=== Text provided ===
Against the Grain II

Don’t forget the legacy of Calvin Peete

Vaughn Wilson

As a kid, I remember my dad going out to the golf course whenever he got a chance to play.  He and his buddies and my uncle Charles George made up quite the foursome. Adding Sam Broadnax and Johnnie Williams, you couldn’t tell them they weren’t on the PGA Tour. I recently came across some old film of them playing together and it is just amazing to see them having fun together playing a sport not common to Blacks.

In the 1970s and 1980s, the PGA Tour actually came to town.  Killearn Country Club used to host the Centel Open. My father and his buddies went out at least one time and I could hear the excitement in their voices. I heard my dad confirming on the phone with one of his buddies “Yes, he’s going to be there.”

The excitement was about the most successful Black golfer before the emergence of Tiger Woods, Calvin Peete. Peete would win 12 tournaments as a professional, including a signature win at the Players Championship at TPC Sawgrass in 1985.

He didn’t grow up in an easy life. He learned golf in New York at the age of 20, much too late for most people to start. But, he loved the game and it was a refuge from his tough upbringing.  His family did not have the finances for proper health care, resulting in a broken arm that he had sustained not being properly set for healing.  He used that to his advantage.

“It turns out that as I played golf, I couldn’t straighten out my arm which forced me to keep it straight throughout my swing.  I ended up using it to my advantage,” Peete once said. 

The result was tremendous driving accuracy. He actually led the PGA Tour in driving accuracy for 10 straight years. It was his signature advantage.

He played twice on the U.S. Ryder Cup team (1983, 1985) and later in his career won two tournaments on the Japan Golf Tour.

When the McCormack Top World Golf Rankings debuted in 1984, Peete garnered a top 10 ranking. He had quite a career, despite the disparities that still existed on the PGA Tour.

While Lee Elder and Charlie Sifford are considered the pioneers of Black professional golf, it was Peete who elevated Black golf to the primetime spotlight.  His laid-back style was perfect for bridging the gap with Whites who did not want Blacks to participate in golf. Many of the segregational barriers in golf were in full swing during Peete’s tenure.

Gradually they would begin to recede. Winning The Players Championship in 1985, which many consider as the “fifth major,” the spotlight was squarely on the shoulders of Peete.  During this time, golf was mainly broadcasted on the back nine of the final day of the tournament. All eyes were on Peete. At one point all that was left was to navigate the island 17th hole and walk away with the win, which he did.

Many consider winning that tournament the high point in professional golf for Blacks until the emergence and historic career of Tiger Woods. Peete was the right guy to carry the torch and in reality showed that Blacks could compete on the PGA Tour. He did so without the college training, junior golf training or lifetime mentorship that many of the world’s best golfers, including Woods, were able to enjoy. He won with class.

He made his way on grit. Before “Tiger red” on Sunday was his signature, Peete’s Kangol-styled Gatsby hat was his trademark.  A quiet and unassuming man, he passed away in 2015 from lung cancer. Still, we cannot let the legacy of one of the greatest transcenders of the sport fade into oblivion.
=== Given material ===
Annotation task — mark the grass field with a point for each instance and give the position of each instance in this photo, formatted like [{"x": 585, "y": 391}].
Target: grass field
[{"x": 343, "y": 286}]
===
▶ **Your task**:
According to the Calvin Peete column, how many consecutive years did Peete lead the PGA Tour in driving accuracy? The data that comes after the Calvin Peete column is separate material.

▶ **Response for this exercise**:
Ten straight years.